▶ _PASSAGE SHOWN_:

There is no question that many of the political leaders welcomed the
arrival of the Japanese as an opportunity to get rid of the Dutch, much as,
hundreds of years earlier, the Dutch were welcomed in parts of Indonesia
(North Sulawesi, eg.) as an opportunity to get rid of the Spanish. And many
of those political leaders were openly supported by the Japanese, who
provided military training and logistical support. The Japanese occupation
forces had a plan for Indonesian independence (within the Greater East Asia
Co-Prosperity Sphere, of course) within ten years--the Dutch only forecast
Indonesian independence for the mid 1970s. And when the ended so abruptly,
the Japanese occupation forces encouraged and supported Indonesian efforts
to keep the Dutch from taking back control of the islands. Quite a far cry
from Korea in this respect.

However, the Japanese occupation of Indonesia was a very fragmented affair
that had really just gotten going when the war ended. People's experience
of the occupation ranged from horrible to relatively pleasant depended on a
whole host of factors, including:

* Who was in control of the territory. The Army ran Java, Bali, and at
least southern Sumatra, if I remember correctly--the areas of most
intensive wet-rice cultivation and rubber plantations--but the Navy ran the
rest. The Army's record in its territories is largely one of executions,
humiliation, torture, forced labor, and the commandeering of rice and other
food to the point of widespread starvation of the local populace. The Navy
seems to have had a lighter hand, for the most part. Which is not to say
that there weren't arbitrary executions, particularly in the opening days
of the occupation.

* What the value of the territory was to the occupation forces. As I said,
the wet-rice areas bore a terrible burden. Eastern Indonesia, on the other
hand, is largely unsuitable for wet rice, rubber, and so forth, so the main
value seems to have been strategic. Eastern Indonesia was the first point
occupied (January 1942 and frogmen landed less than a mile from where I
type this in Manado) by the Japanese forces, and the first to undergo the
Allied offensive. In some ways, Eastern Indonesia actually suffered more
from the Allies than it did from the Japanese--Ambon, Manado, Makassar, and
all the population centers were firebombed just as ferociously as Dresden,
Osaka, and Tokyo. (Note that the Allies didn't firebomb Paris to get rid of
the Germans...) Eastern Indonesian did not experience the famine that hit
Java and Bali, in part because the Japanese were not interested in eating
the staple crops here (sago, bananas, yams, cassava, corn).

▶ _PROVIDED RECORDS_:
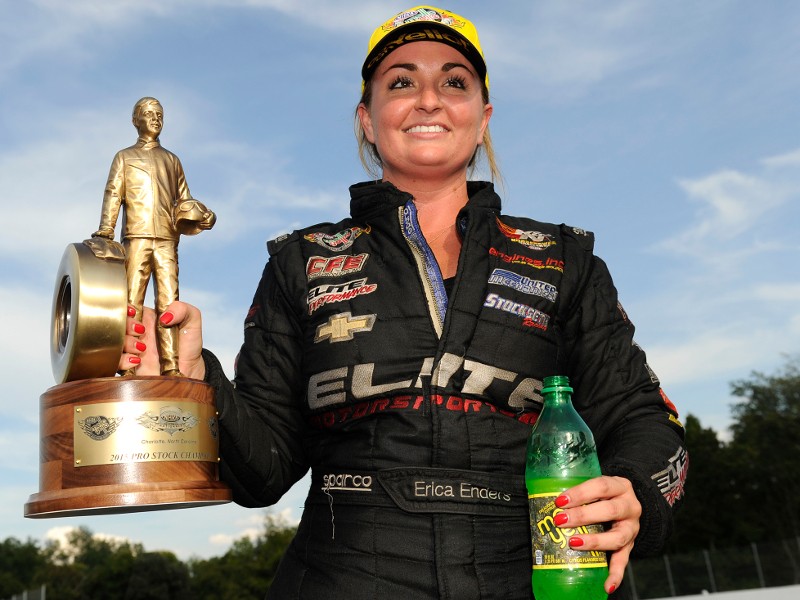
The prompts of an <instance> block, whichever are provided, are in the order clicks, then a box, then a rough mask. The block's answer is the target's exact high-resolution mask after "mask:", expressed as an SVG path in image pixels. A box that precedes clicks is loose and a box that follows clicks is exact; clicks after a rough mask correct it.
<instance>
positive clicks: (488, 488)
mask: <svg viewBox="0 0 800 600" xmlns="http://www.w3.org/2000/svg"><path fill="white" fill-rule="evenodd" d="M362 77H363V96H362V101H361V102H360V103H359V105H358V109H357V127H358V129H359V135H360V141H361V146H362V148H363V149H366V150H367V151H369V152H371V158H372V161H373V162H374V163H376V164H377V165H378V166H379V168H380V169H381V172H382V174H381V177H380V181H377V182H368V183H363V184H358V185H355V186H353V187H352V188H351V189H350V193H351V217H350V218H348V219H345V220H343V221H341V222H339V223H336V224H330V223H325V224H320V225H316V226H313V227H310V228H307V229H304V230H301V231H296V232H294V233H292V234H291V235H288V236H284V237H283V238H281V239H279V240H276V241H272V242H270V243H269V251H270V255H271V256H270V259H269V262H268V264H267V266H266V268H265V270H264V274H263V277H262V280H261V282H260V284H259V286H258V289H257V291H256V294H255V298H254V301H253V306H252V308H251V310H250V312H249V313H248V316H247V318H246V321H245V340H244V345H243V346H242V350H241V353H240V356H239V359H238V363H237V375H236V380H235V387H234V386H233V385H232V384H231V383H230V382H228V381H227V380H226V378H225V376H224V374H223V371H222V369H221V367H220V365H219V363H218V361H217V360H216V358H215V357H214V356H213V355H212V354H211V353H210V352H208V351H205V350H203V351H202V353H201V340H200V330H201V328H200V314H199V312H198V311H197V309H195V308H194V307H191V306H189V305H186V304H183V303H175V304H174V305H173V306H172V307H171V310H170V312H169V313H168V314H166V315H164V316H163V317H162V319H161V325H163V326H178V327H180V328H181V329H182V330H183V331H184V332H185V334H184V335H182V336H181V341H182V345H181V348H180V358H181V364H180V369H181V371H182V372H183V373H184V374H186V375H187V376H189V377H195V378H198V379H205V380H206V381H208V382H209V383H210V384H212V385H213V386H214V387H215V388H216V395H217V404H218V409H219V415H220V453H221V457H222V462H221V473H222V477H223V479H224V480H225V481H227V482H228V483H229V484H230V485H231V487H232V489H233V491H234V499H235V500H236V502H238V503H239V504H242V505H244V506H268V505H270V504H273V503H275V502H276V501H278V499H279V498H280V497H281V495H282V494H283V493H284V492H286V491H287V490H288V489H289V488H290V486H291V485H292V484H293V483H294V482H295V481H297V480H298V479H300V478H301V477H302V476H303V475H304V474H305V473H306V472H307V471H308V469H309V468H310V469H311V482H312V483H311V489H310V491H309V496H308V499H307V501H306V505H305V510H304V512H303V517H302V521H301V524H300V526H299V530H298V533H297V536H296V538H295V540H294V541H293V543H292V544H291V547H290V548H289V549H288V551H287V553H286V555H285V557H284V559H283V562H282V564H281V566H280V568H279V571H278V574H277V576H276V579H275V582H274V584H273V586H272V588H271V590H270V596H269V597H270V598H281V599H286V598H315V599H316V598H348V599H357V598H365V599H366V598H370V599H372V598H453V599H458V600H467V599H471V598H483V599H486V598H529V597H530V596H531V592H530V568H531V547H530V537H529V526H528V516H527V499H526V494H525V488H524V483H523V477H522V475H523V472H524V454H525V445H526V440H527V437H528V434H529V432H530V426H531V424H532V423H533V422H535V420H536V416H537V415H538V412H539V410H540V408H541V396H540V394H539V392H540V391H541V381H542V379H543V377H544V376H547V375H551V374H565V375H568V376H569V377H570V379H571V381H572V383H573V386H574V388H575V390H576V392H575V396H574V403H575V405H576V407H577V408H578V410H579V411H580V412H581V413H582V415H583V417H584V419H585V420H586V421H587V422H588V424H589V425H590V427H591V428H592V429H593V431H594V433H595V437H596V440H597V442H598V446H599V453H600V458H601V463H602V466H603V472H604V475H603V476H602V477H599V478H596V479H592V480H590V481H587V482H585V483H582V484H580V485H578V486H575V487H573V488H571V489H569V490H567V491H566V492H565V493H564V494H563V495H562V497H560V498H559V501H558V504H559V505H560V506H562V507H563V508H564V513H563V514H565V515H566V521H565V522H564V523H562V525H563V526H565V527H571V528H574V527H577V526H579V525H584V524H594V523H607V524H609V526H608V527H607V529H606V531H605V532H603V533H598V534H591V535H589V534H586V535H573V536H572V537H571V538H570V541H569V543H570V545H571V546H573V547H575V548H581V549H585V550H595V549H599V550H606V551H608V552H610V560H609V575H608V579H607V580H606V582H605V588H606V590H607V591H608V592H612V591H613V590H614V589H616V588H617V587H618V586H619V584H620V582H621V581H622V578H623V574H624V569H625V565H626V564H627V562H628V558H629V555H630V554H631V552H632V551H635V552H636V553H637V554H645V553H648V552H654V551H657V550H658V549H659V548H660V547H661V546H662V545H663V542H664V541H665V539H666V537H667V536H668V534H669V531H670V528H671V509H672V504H673V503H674V502H675V499H676V498H678V497H680V495H681V493H682V488H681V487H680V485H681V483H680V481H681V478H680V475H681V474H682V473H681V469H683V468H684V466H685V461H684V460H683V458H684V457H685V452H684V449H683V445H682V437H683V436H682V428H681V426H680V423H679V422H678V421H677V415H676V413H675V410H674V407H673V406H672V405H671V403H669V401H668V400H666V396H664V395H663V393H661V391H660V388H659V384H658V380H657V379H656V378H655V376H654V375H653V373H652V371H650V370H649V368H648V367H647V365H646V363H645V356H644V353H643V352H642V351H641V350H640V349H639V347H638V346H636V345H635V344H634V343H633V339H632V336H633V326H632V324H631V323H629V322H628V320H627V317H626V316H625V313H624V312H623V311H622V309H621V307H619V305H618V303H617V299H616V291H615V289H614V287H613V284H612V281H611V278H610V276H609V275H608V272H607V270H606V268H605V265H604V263H603V262H602V261H601V260H600V259H598V258H596V257H594V256H593V255H592V252H591V249H592V236H591V235H590V234H588V233H586V232H584V231H582V230H580V229H576V228H572V227H567V226H564V225H561V226H558V225H552V224H548V223H540V222H536V221H533V220H530V219H525V218H519V217H510V216H506V215H502V214H501V213H500V199H499V197H498V196H497V195H496V194H495V192H494V190H493V187H492V185H491V184H489V183H483V182H470V181H468V179H467V176H468V171H469V169H470V167H471V165H472V164H473V162H474V160H475V157H476V153H477V152H478V151H479V150H480V149H485V150H486V151H487V154H489V159H490V164H493V160H492V159H493V157H492V156H491V148H487V146H488V142H489V135H488V124H489V120H490V118H491V116H492V105H491V104H490V103H489V101H488V77H487V74H486V65H485V62H484V59H483V55H482V52H481V48H480V44H479V41H478V37H477V32H476V31H475V29H474V27H473V26H472V24H471V23H469V22H468V21H467V20H466V19H464V18H463V17H460V16H458V15H454V14H452V13H449V12H447V11H443V10H439V9H434V8H428V7H416V8H413V9H410V10H408V11H404V12H402V13H400V14H399V15H397V16H395V17H393V18H392V19H390V20H389V21H387V22H386V23H385V24H383V25H382V26H381V27H379V28H378V29H377V30H376V31H375V33H374V34H373V36H372V39H371V40H370V46H369V53H368V56H367V59H366V60H365V62H364V66H363V70H362ZM362 156H363V155H362ZM151 319H152V317H151ZM145 324H146V325H148V327H147V331H148V334H149V333H150V331H151V330H152V329H154V326H153V323H152V321H151V322H150V323H145ZM139 329H140V330H141V327H140V328H139ZM131 334H132V335H131V337H130V339H129V341H128V346H127V348H126V349H127V351H128V352H129V353H128V354H125V355H123V358H122V362H123V365H124V366H128V364H127V362H128V361H129V360H133V361H134V362H136V361H138V360H139V359H140V355H141V359H142V360H143V362H142V364H141V365H140V367H139V373H140V374H148V373H150V371H148V368H149V366H148V365H149V361H151V360H152V359H151V358H150V357H149V354H148V353H147V352H145V353H141V352H139V350H138V349H137V348H136V346H135V344H136V342H137V341H138V343H139V344H140V346H139V348H141V344H142V341H139V340H138V339H137V337H138V336H139V333H137V332H136V331H134V330H133V324H131ZM144 341H145V342H146V341H147V340H146V339H145V340H144ZM148 345H149V346H152V344H148ZM670 473H677V474H678V477H674V478H672V480H673V483H669V481H670V478H669V477H667V475H668V474H670ZM562 518H563V517H562Z"/></svg>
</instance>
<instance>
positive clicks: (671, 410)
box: [658, 388, 678, 415]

▶ _APPLY WHAT YOU READ_:
(a) Based on the passage on the Japanese occupation of Indonesia, say whether each statement agrees with it, answering yes or no and quoting the words that decide it: (i) The Navy ran Java and Bali. (ii) The Dutch forecast Indonesian independence for the mid 1970s. (iii) Eastern Indonesia was the last area the Japanese occupied.
(b) Carry on the passage on the Japanese occupation of Indonesia from its last sentence.
The records have nothing to do with the text.

▶ _NUMBERED RESPONSES_:
(a)
(i) No: "The Army ran Java, Bali, and at least southern Sumatra"
(ii) Yes: "the Dutch only forecast Indonesian independence for the mid 1970s"
(iii) No: "Eastern Indonesia was the first point occupied"

(b)
* Where you fell in the social/racial hierarchy. North Sulawesi before the
war had a racial hierarchy already, with the Dutch at the top, Indos in a
liminal position (sometimes near the Dutch, sometimes well below), and pure
Indonesians at the bottom. I hasten to add that, unique to the Dutch East
Indies, numerous pure Indonesians from this area received "gelijkstelling,"
or official standing equal to the Dutch. This area also had a local
parliament (the Minahasaraad) that had some power, although subject to the
veto of the Dutch Resident of Manado, and the local people who entered the
"native" branches of the Dutch Army and Navy, although segregated from the
Dutch, were occasionally placed above Dutch in the officer ranking.
    When the Japanese arrived, they turned this racial hierarchy
upside-down. The Dutch were instantly rounded up and either executed, put
into camps, or put into camps and then executed. Indos (people of mixed
European-Indonesian ancestry) were initially incarcerated, either with the
Dutch or in separate camps. However, at least here in North Sulawesi, many
of them were subsequently released, especially if the father was
Indonesian. Any land or belongings they had were confiscated, however, and
they were subject to arbitrary arrest and/or execution if some Japanese
officer decided they were "really" Dutch. So they were free, but not
necessarily much better off than the incarcerated Dutch. Anything to do
with the Netherlands was banned, so the Dutch-language schools were closed
for the duration, which shut off even the freed Indos from school, for the
most part. Pure Indonesians received probably the best treatment, within
the bounds described above. They were subject to arbitrary
imprisonment--but in jail, not in a camp--and execution like everyone else,
plus forced labor and so forth. But here in North Sulawesi, the Japanese
also set up a free public school system and required attendance through 6th
grade (the Dutch had exactly one elementary school, through grade 3, in the
Malay language--everything else required knowledge of Dutch), trained
Indonesians for police, military, and civil service--including sending
individuals to Japan for officer training--promoted public works other than
those required for the war effort, and so on.

So, how things were depended on who and where you were and who was in
charge. I have spoken with quite a few folks here in and around Manado who
lived through the occupation. Some can only speak with horror of the
executions they were forced to witness, the "beauty contests" which turned
out to be a convenience for Japanese officers looking for local women, and
the privations they endured; others smile faintly and talk about how they
finally given the opportunity to go to school, learn Japanese (an important
market for fish and other sea products from here), and better themselves in
general. They still remember the Japanese phrases they were taught in
school, the songs, the food, and in many cases friendly individuals. This
is not blind nostalgia; these same people remember the executions and
beatings and forced labor--but for them, this part was not so different
from Dutch rule that it could not be trumped by the new opportunities that
also came with the Japanese occupation.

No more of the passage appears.